Saved entries:
☆ ☆ ☆ ☆ ☆

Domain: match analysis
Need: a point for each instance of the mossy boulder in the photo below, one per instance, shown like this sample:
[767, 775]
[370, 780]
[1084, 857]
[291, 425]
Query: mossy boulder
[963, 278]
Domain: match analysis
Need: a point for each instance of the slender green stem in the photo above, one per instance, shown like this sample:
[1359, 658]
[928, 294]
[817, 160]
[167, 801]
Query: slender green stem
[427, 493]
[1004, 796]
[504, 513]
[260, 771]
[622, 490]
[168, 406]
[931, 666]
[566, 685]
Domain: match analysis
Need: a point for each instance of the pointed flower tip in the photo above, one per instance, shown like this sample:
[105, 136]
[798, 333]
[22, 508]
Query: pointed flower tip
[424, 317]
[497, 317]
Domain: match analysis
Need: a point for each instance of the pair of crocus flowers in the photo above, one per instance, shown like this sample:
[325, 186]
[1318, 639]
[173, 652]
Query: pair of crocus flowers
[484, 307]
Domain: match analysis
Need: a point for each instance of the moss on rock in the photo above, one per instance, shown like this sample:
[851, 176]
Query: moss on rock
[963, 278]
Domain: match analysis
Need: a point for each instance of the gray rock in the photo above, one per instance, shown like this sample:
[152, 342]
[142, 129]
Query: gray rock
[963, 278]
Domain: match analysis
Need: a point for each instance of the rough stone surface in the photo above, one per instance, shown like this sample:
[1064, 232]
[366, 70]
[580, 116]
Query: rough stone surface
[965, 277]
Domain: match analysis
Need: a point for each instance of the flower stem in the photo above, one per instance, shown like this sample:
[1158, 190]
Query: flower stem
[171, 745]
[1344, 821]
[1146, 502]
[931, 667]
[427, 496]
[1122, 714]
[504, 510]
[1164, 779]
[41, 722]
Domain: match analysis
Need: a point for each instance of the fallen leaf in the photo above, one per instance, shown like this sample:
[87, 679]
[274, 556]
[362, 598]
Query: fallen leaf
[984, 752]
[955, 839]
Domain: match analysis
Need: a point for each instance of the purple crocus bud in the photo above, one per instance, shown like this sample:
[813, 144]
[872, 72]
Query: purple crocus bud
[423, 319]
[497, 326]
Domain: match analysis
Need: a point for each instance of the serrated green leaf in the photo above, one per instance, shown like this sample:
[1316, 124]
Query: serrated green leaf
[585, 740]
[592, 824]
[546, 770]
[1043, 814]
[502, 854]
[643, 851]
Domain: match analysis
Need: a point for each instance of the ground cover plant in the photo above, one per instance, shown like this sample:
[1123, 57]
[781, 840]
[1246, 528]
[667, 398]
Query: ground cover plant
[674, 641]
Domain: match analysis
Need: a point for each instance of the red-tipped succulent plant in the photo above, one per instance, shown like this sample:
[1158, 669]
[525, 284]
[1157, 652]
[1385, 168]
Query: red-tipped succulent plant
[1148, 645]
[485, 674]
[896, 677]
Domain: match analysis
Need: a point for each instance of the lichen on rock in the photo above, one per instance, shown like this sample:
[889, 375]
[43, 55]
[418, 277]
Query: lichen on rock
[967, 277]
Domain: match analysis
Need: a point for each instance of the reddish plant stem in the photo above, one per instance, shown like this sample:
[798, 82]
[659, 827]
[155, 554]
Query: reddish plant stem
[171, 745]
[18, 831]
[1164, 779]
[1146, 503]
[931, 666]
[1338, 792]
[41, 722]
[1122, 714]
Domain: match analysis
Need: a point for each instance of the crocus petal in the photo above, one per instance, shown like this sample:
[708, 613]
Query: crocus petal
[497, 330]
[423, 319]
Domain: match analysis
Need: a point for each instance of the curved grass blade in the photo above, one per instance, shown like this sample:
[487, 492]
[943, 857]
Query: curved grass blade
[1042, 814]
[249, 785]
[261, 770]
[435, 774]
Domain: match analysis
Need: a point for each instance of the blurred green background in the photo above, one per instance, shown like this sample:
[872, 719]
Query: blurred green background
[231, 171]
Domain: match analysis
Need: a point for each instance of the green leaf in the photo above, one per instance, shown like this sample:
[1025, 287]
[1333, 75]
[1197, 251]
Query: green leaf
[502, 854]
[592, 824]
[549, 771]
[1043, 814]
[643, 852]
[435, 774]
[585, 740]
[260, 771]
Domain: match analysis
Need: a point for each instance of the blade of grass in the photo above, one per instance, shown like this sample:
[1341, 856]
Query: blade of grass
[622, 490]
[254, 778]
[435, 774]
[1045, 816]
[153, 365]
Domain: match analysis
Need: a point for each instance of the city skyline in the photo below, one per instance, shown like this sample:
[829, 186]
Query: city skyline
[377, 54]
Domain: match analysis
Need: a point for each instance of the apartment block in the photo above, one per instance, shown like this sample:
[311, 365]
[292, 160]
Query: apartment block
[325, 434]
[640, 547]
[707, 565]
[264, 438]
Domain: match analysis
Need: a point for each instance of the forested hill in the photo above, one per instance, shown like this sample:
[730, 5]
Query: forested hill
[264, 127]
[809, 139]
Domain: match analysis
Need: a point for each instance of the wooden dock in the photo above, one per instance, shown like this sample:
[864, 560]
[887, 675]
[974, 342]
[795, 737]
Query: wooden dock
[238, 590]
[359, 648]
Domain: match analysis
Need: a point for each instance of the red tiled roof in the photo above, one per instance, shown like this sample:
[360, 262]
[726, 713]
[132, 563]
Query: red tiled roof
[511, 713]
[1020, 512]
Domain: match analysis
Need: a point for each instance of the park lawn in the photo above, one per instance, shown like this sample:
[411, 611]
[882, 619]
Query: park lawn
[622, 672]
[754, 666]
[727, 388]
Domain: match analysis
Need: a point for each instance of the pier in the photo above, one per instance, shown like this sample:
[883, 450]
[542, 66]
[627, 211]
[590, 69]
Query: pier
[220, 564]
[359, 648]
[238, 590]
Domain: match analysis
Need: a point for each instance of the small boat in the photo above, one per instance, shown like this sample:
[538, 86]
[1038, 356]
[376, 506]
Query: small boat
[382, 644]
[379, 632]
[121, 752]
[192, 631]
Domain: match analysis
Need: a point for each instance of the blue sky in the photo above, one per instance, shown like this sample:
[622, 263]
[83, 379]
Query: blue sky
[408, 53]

☆ ☆ ☆ ☆ ☆

TRY IT ->
The required output is a copy of each line in the records where the string "below" occurs.

SOLUTION TO THE EXERCISE ->
Need: a point for each instance of the mossy boulder in the photo below, one per instance, shown like this sample:
Need: a point for each instance of the city skyline in the photo below, one per instance, shown like this sample:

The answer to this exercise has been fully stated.